Extract →
'''

League of Militant Atheists - 1929 Congress

1929 Congress

In addition to what is stated above, the 1929 congress also issued a number of other orders that would form the basis of the LMG's activities (as well as the character of the antireligious persecution throughout the country) in the following decade.

At its 1929 congress it admitted that there had been some growth in sectarian groups, but claimed that this was local rather than national phenomena. They said, however, that lay religious activists exceeded one million and that all of the religious communities including the old Orthodox had begun to adopt modern methods and were attracting youth. It determined therefore that the fight against religion needed to be pressed, although it still, as Yaroslavsky had said for years, warned against extreme antireligious ultra-left attacks. At the same meeting it demanded that no holidays should be allowed to coincide with important Church feast days; this policy was carried out in the same year.

The resolutions at the meeting called for local LMG branches to effect total public ostracism of the clergy. They ordered that priests should not be invited to private homes, donations to churches should discontinue, and that trade unions should be pressured not to perform any work for churches. The party would adopt this resolution a year later.

The congress also criticized the armed forces for failing to conduct adequate antireligious education among its soldiers. The organization had set up cells in the armed forces in each unit beginning in 1927. In a study done on a unit in 1925, it was found that 60% of recruits were religious believers at the time of recruitment, while only 28% remained believers at the end of their service. This data may have ignored the phenomena of soldiers who hid their religious convictions during their service and thus have some inaccuracy. These experiences nevertheless played a role in the LMG's approach to combatting religion in the military in the following decade.

The 1929 congress called on public institutions to treat antireligious propaganda as an inseparable part of their work and to provide regular funding for it.

The congress eliminated preferential treatment for different sects and declared unrelenting war against them, but contained the moderating statement to differentiate between the rank-and-file believers and the leadership, the latter of which were considered fully conscientious class enemies of the state.

'''

Stored items from a collection:
'''

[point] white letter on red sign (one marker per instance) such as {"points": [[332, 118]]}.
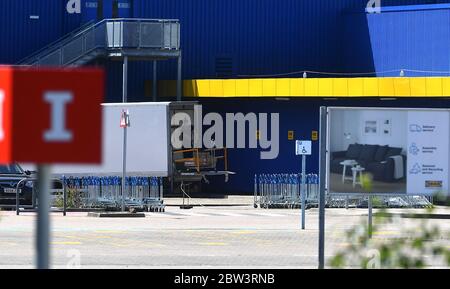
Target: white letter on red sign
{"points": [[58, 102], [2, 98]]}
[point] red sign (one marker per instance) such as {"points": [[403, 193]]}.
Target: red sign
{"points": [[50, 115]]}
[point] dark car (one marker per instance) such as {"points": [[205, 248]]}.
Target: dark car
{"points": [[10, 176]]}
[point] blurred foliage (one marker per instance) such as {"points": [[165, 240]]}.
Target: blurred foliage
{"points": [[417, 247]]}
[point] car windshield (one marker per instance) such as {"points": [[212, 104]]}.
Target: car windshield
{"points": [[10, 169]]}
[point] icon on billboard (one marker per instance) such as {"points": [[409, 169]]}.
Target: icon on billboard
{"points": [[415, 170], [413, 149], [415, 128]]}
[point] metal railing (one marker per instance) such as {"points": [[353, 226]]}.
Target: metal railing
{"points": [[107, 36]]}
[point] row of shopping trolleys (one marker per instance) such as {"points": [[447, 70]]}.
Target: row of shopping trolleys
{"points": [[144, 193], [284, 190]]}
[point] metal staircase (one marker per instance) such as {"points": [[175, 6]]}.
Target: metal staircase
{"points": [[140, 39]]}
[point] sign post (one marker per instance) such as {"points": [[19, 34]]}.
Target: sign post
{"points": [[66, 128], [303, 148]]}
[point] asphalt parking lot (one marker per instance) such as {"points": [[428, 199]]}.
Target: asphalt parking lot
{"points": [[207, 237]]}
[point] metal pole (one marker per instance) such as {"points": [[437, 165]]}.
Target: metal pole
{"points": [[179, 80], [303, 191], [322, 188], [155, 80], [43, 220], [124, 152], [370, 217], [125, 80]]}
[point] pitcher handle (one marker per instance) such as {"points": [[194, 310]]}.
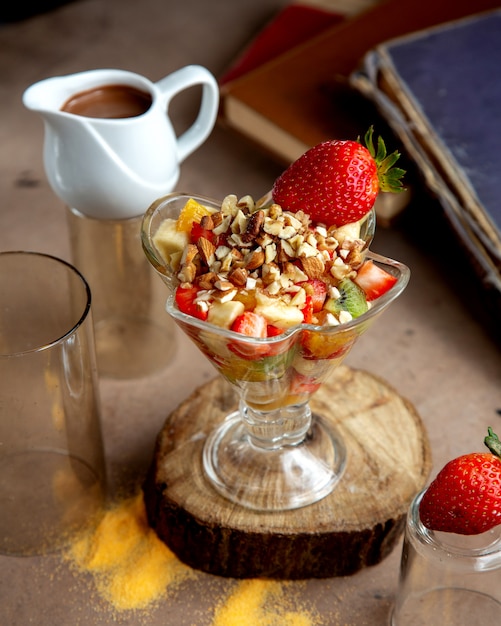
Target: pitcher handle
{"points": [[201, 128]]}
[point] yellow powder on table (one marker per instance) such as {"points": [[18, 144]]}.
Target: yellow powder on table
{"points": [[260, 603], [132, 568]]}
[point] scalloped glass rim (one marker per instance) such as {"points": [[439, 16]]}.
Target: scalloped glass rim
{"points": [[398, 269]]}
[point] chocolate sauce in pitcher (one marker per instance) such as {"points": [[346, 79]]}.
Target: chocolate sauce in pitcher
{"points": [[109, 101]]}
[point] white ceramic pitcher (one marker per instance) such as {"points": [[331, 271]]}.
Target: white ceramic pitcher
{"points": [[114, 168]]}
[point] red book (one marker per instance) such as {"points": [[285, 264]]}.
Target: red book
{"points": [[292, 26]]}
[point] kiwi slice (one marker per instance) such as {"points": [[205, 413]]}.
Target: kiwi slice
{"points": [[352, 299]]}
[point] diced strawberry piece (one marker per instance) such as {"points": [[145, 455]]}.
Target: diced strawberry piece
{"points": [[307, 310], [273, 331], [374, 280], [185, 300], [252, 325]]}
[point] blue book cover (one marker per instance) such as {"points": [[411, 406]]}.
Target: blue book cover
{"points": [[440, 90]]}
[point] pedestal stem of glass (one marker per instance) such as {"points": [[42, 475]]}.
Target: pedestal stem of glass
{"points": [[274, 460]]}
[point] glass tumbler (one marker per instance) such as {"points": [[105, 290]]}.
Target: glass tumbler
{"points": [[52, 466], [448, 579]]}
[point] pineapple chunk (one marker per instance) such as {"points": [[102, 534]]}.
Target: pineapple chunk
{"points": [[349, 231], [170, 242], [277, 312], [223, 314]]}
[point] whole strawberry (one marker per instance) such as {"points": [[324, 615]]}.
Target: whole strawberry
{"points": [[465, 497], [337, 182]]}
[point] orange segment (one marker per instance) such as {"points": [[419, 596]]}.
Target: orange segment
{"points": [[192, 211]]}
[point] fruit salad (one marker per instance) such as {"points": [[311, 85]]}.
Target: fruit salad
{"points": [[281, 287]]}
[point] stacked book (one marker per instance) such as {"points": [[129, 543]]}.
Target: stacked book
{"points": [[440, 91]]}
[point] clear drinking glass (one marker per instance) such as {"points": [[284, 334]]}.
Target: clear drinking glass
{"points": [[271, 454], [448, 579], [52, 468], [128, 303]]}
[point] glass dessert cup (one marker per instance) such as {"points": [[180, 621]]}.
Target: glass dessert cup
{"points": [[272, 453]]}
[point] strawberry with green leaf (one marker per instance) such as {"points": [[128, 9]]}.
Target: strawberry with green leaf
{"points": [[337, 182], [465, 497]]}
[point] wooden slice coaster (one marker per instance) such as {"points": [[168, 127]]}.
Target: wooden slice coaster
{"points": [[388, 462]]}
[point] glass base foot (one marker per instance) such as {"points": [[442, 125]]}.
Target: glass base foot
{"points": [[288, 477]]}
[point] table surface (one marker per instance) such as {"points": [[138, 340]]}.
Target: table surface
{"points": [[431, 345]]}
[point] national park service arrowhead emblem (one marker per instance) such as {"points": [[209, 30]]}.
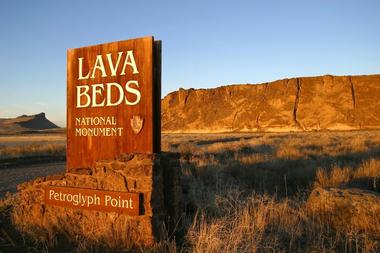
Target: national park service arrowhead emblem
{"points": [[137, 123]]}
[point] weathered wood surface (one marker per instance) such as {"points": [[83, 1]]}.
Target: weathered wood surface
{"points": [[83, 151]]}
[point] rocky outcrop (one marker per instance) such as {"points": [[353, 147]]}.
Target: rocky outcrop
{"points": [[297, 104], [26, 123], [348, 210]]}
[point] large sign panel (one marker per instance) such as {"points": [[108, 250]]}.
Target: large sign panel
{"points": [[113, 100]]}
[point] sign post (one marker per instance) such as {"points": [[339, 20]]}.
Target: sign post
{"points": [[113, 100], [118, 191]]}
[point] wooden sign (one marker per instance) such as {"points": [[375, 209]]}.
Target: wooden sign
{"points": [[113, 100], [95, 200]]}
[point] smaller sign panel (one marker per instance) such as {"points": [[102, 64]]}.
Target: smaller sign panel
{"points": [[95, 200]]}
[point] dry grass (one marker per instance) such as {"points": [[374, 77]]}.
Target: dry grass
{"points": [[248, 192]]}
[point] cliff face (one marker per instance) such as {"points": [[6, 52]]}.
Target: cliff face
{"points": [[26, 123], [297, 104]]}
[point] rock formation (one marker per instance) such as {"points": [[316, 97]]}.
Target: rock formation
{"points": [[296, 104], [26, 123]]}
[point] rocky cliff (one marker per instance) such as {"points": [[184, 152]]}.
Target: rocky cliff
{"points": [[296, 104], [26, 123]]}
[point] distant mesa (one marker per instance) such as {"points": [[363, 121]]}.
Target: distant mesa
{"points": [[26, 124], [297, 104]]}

'''

Required work →
Retype the passage on the 1929 congress between "The 1929 congress called" and "funding for it.", inclusive.

Task response →
The 1929 congress called on public institutions to treat antireligious propaganda as an inseparable part of their work and to provide regular funding for it.